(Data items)
= = = =

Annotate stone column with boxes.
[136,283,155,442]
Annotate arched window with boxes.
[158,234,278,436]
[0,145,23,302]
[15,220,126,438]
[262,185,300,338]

= = = =

- _YOUR ASSIGNMENT_: Repeat the entries above exactly, leaving nothing out.

- _ANSWER TO THE EXERCISE_:
Annotate stone column with boxes.
[136,283,155,442]
Annotate arched window with boxes.
[158,234,278,436]
[0,145,23,302]
[15,220,126,438]
[262,185,300,338]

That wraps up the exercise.